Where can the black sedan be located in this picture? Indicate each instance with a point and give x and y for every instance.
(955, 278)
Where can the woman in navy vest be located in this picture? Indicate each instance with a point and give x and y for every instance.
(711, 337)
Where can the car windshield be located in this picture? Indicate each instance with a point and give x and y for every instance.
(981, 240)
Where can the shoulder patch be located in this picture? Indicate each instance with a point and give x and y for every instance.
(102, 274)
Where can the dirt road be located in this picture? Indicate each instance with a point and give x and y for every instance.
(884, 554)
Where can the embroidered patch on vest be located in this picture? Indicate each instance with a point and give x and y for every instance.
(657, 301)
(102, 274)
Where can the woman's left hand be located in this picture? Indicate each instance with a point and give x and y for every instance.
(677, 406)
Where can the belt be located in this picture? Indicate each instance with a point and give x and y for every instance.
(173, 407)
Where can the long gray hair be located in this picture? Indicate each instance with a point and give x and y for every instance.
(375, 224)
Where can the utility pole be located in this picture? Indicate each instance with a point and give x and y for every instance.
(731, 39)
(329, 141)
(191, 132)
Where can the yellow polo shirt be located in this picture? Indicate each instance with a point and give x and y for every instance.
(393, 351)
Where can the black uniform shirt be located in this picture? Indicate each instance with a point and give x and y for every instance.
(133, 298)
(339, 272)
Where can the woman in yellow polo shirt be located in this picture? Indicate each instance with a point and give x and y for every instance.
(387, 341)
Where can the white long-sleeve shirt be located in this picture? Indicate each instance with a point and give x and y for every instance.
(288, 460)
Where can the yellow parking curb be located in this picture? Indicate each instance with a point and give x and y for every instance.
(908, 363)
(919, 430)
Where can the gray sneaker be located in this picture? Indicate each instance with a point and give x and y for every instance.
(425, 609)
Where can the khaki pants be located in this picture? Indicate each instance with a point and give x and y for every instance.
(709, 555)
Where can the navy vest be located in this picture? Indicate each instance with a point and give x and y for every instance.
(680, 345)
══════════
STATED GOAL: Repeat the records above in full, character for character.

SOLUTION TO THIS PROBLEM:
Where can the black sedan be located in this picture? Indicate each instance with a point and give x and y for every instance.
(955, 278)
Where can the woman in navy vest be located in this picture? Indicate each instance with a point and give x and y for every instance.
(711, 337)
Where can the car windshield be located in this picture? Indicate each instance with a point and give x and y for every instance.
(981, 240)
Where can the shoulder patch be located in this picture? Indicate each instance with a point and give x and y for every instance.
(102, 274)
Where can the dirt road be located in this picture? Indicate each instance with a point and give x and y for every instance.
(884, 554)
Where can the embroidered patch on vest be located in this picture? Indicate each instance with a point and give x and y for every instance.
(657, 301)
(102, 274)
Where can the woman's left hand be located in this picture? Indicate each instance with a point and give x and y for every instance.
(677, 406)
Where can the belt be located in this picture? Indicate each instance with a point and give x and y for every instance.
(173, 407)
Where can the long gray hair be located in this picture? Indicate each instance with a point and give x and y for every instance.
(375, 224)
Where can the utility pole be located in this picture? Indicate each instance with a point and give x and y for every instance.
(731, 39)
(329, 141)
(191, 132)
Where can the yellow polo shirt be located in this picture? Indicate each instance with a point and give x and y for every instance.
(393, 351)
Where can the black uniform shirt be located in this picture? Indicate each instance with a point and give x and y for every instance.
(133, 298)
(339, 272)
Where can the woman in yellow polo shirt be located in this picture? Indicate each instance with a point and give x and y for every instance.
(387, 341)
Where can the white long-sleeve shirt be located in this picture? Indicate each instance with a point and give x and y for every instance.
(288, 460)
Where can the yellow parking curb be located in this picture? Indicate each instance with a point and give x and y for every instance.
(908, 363)
(919, 430)
Where can the gray sneaker be located in this picture? Indicate each instance with a point and give x and y for every instance.
(425, 609)
Where can the khaki pants be located in this picture? Indicate each instance with a point and give x and y for every instance.
(709, 555)
Where can the navy vest be located in this picture? Indicate each instance with a point and give x and y for every instance.
(680, 345)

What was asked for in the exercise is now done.